## Start RECORDS FOR THE EXERCISE

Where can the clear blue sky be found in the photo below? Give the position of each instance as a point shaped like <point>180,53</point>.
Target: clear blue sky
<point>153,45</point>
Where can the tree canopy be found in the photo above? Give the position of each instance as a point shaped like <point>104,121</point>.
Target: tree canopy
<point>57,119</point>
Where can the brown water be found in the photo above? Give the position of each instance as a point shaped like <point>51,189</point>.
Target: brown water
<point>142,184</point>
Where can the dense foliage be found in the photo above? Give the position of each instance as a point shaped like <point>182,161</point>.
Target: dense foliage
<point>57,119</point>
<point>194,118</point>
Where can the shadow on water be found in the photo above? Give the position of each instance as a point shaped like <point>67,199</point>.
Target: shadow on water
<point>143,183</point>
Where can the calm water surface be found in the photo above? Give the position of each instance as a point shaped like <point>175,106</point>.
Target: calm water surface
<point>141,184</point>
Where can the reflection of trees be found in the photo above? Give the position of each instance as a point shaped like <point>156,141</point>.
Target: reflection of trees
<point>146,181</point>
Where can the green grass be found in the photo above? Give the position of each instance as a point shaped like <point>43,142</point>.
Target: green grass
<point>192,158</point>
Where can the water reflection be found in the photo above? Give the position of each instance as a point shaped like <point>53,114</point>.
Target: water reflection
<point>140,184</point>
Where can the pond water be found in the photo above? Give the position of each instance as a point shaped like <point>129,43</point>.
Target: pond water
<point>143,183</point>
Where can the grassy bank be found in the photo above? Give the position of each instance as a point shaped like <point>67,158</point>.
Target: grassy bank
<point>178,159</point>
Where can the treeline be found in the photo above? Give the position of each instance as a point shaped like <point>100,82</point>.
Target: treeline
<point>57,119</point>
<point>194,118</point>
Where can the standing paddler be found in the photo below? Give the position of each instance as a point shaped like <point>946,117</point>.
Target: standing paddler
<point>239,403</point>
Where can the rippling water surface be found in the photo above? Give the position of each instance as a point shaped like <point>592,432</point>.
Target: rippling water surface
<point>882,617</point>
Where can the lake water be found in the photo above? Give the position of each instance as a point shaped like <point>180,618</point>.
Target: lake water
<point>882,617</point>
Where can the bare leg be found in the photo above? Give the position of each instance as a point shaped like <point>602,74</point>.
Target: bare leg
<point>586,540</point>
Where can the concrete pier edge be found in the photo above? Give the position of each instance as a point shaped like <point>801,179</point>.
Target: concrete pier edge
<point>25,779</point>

## End RECORDS FOR THE EXERCISE

TASK DETAILS =>
Copy out every one of the records above without changing a single character.

RESULT FOR THIS EXERCISE =>
Where can the clear blue sky be found in the photo below? Give the position of each instance as a point shaped like <point>180,53</point>.
Target: clear blue sky
<point>153,45</point>
Where can the tree canopy be found in the photo above? Give the position of each instance as a point shaped like <point>104,121</point>.
Target: tree canopy
<point>57,119</point>
Where can the brown water be found in the photo above? Give the position of each instance as a point shaped like <point>51,189</point>.
Target: brown water
<point>142,184</point>
Where can the dense foliage be found in the photo above? Give the position of each instance as a point shaped like <point>182,161</point>.
Target: dense foliage
<point>57,119</point>
<point>194,118</point>
Where can the shadow on water be found in the photo above? Give the position of each instance as a point shaped like <point>67,199</point>.
Target: shadow on water
<point>143,183</point>
Where can the calm water surface be found in the photo above? Give the position of each instance as a point shaped like <point>175,106</point>.
Target: calm water surface
<point>141,184</point>
Where can the reflection of trees be found in the photo above? Give the position of each instance as a point shaped like <point>156,141</point>.
Target: reflection of trees
<point>146,181</point>
Where can the green grass be found in the photo above? Give the position of each instance as a point shaped like <point>43,142</point>.
Target: green grass
<point>192,158</point>
Where can the water reflection be found in the photo above? Give the position of each instance as a point shaped like <point>53,114</point>.
Target: water reflection
<point>140,184</point>
Where can the pond water be found in the photo above? Give the position of each instance as a point shaped like <point>129,43</point>.
Target: pond water
<point>143,183</point>
Where can the grassy bank be found in the photo above? Give the position of each instance as a point shaped like <point>67,158</point>.
Target: grassy bank
<point>178,159</point>
Where can the treeline be found in the photo above? Give the position of each instance as a point shaped like <point>100,82</point>.
Target: treeline
<point>57,119</point>
<point>194,118</point>
Where can the standing paddler be found in the photo below? Give the position of each instance as a point shaped like <point>946,117</point>.
Target: standing paddler
<point>239,403</point>
Where can the rippling water surface be found in the photo above? Give the position of each instance as a point shaped like <point>592,432</point>.
Target: rippling water surface
<point>882,617</point>
Where can the lake water be found in the photo above? Give the position of each instance as a point shaped like <point>180,618</point>.
Target: lake water
<point>882,617</point>
Where can the bare leg be found in the photo above? Give the position of each instance as a point shaped like <point>602,74</point>.
Target: bare leg
<point>586,540</point>
Where can the concrete pier edge be found in the photo above? Give the position of each instance as a point shaped like <point>801,179</point>.
Target: concrete pier edge
<point>25,779</point>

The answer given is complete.